## PASSAGE FOR REVIEW
>>>

One of the major events of my life was taking speech therapy when I was six. More than any other event, it is responsible for me becoming a writer. Probably, too, it is responsible for my sometimes bloody-minded tenacity and wish to prove myself.
My problem was that I pronounced a hard “k” sound as “t,” so that that “cat” came out as “tat.” It wasn’t much of a problem in kindergarten, although I once overheard someone’s mother asking if I was “retarded” (as the term was in those unenlightened days).
But Grade One was another matter. The class was divided into groups for practicing reading. The groups were named for colors, but, even at six, I could tell the group that I was dumped into was for slow learners. One girl in my group later struggled along for several grades before leaving for a school for the mentally challenged, while another boy was notoriously slow all through school.
Young elitist in the making that I was, I resented being lumped in with these people. And looking back, I’m appalled – how does a pronounciation problem come to be associated with a lack of intelligence? But I was also an overactive child, often charging about and speaking too quickly, and often my left-handedness left me clumsy. So possibly there was more behind the diagnosis.
Still, at least my parents and teacher, or some combination of them, decided I would go to speech therapy. So, after school, I started going regularly to a speech therapist, a pale-skinned woman with a haircut like Jackie Kennedy’s and what I remember as endless patience as I struggled through the verbal exercises she gave me.
The outing was an exciting chance of pace, but I just could not get what the therapist was trying to tell me. I tried to position my tongue and other parts of the mouth the way she showed me, but somehow I just couldn’t. Even when she held my tongue down with a tongue depressor, I didn’t have much luck.

<<<

## PARTS OF THE EXERCISE
[1] Transcribe the part of the speech therapy account that opens with the words containing "Young elitist in" and closes with "she gave me.".
[2] Pick up the speech therapy account from where it stops and keep writing.

Records from a data source:
>>>

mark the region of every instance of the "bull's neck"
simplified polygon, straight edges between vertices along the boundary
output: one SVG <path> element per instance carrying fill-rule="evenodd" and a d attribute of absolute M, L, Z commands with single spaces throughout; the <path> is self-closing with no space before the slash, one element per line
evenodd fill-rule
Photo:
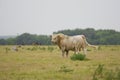
<path fill-rule="evenodd" d="M 61 49 L 61 46 L 62 46 L 62 40 L 60 40 L 57 44 L 58 44 L 58 47 Z"/>

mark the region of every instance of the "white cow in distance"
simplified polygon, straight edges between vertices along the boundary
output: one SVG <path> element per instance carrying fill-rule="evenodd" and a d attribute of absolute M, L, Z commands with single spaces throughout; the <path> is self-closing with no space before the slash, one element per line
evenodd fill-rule
<path fill-rule="evenodd" d="M 86 41 L 86 37 L 84 35 L 67 36 L 62 33 L 53 34 L 51 35 L 51 42 L 58 45 L 62 51 L 63 57 L 65 52 L 66 56 L 68 57 L 69 50 L 72 50 L 75 53 L 79 53 L 79 51 L 82 49 L 84 51 L 84 54 L 86 54 L 87 46 L 97 48 L 97 46 L 90 45 Z"/>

<<<

## ANSWERS PER TASK
[1]
Young elitist in the making that I was, I resented being lumped in with these people. And looking back, I’m appalled – how does a pronounciation problem come to be associated with a lack of intelligence? But I was also an overactive child, often charging about and speaking too quickly, and often my left-handedness left me clumsy. So possibly there was more behind the diagnosis.
Still, at least my parents and teacher, or some combination of them, decided I would go to speech therapy. So, after school, I started going regularly to a speech therapist, a pale-skinned woman with a haircut like Jackie Kennedy’s and what I remember as endless patience as I struggled through the verbal exercises she gave me.

[2]
By the accident of being at the right place at the wrong time, I became the poster-boy for that year’s March of Dimes, imitating a deaf boy with a headset so I could hear myself speak. But I still had the speech defect. Nobody said anything, but I could sense the concern in the discussions after each session between my mother and the therapist. Somehow, I wasn’t measuring up.
Then, suddenly – I could do it! I could hardly wait until the next reading practice to demonstrate my newfound pronounciation ability. Opportunely, the piece from the reader I was given was given over to the adventures of ducks, so I had plenty of chance to show off.
The experience left me with a preciseness of speech that sometimes gets mistaken for an English accent, as well as the abilty to enounciate clearly while barely moving my lips. Both traits survive to this day.
More importantly, it left with the feeling that I had to make up for lost time. Within a couple of months of correcting my speech defect, I was devouring the Hardy Boy series, and sitting in the advanced readers’ group. At the year’s end, when I was recognized as top student, the book I received – Rudyard Kipling’s Just So Stories – was already seeming a little slow to me (It was only later that I learned to treasure it).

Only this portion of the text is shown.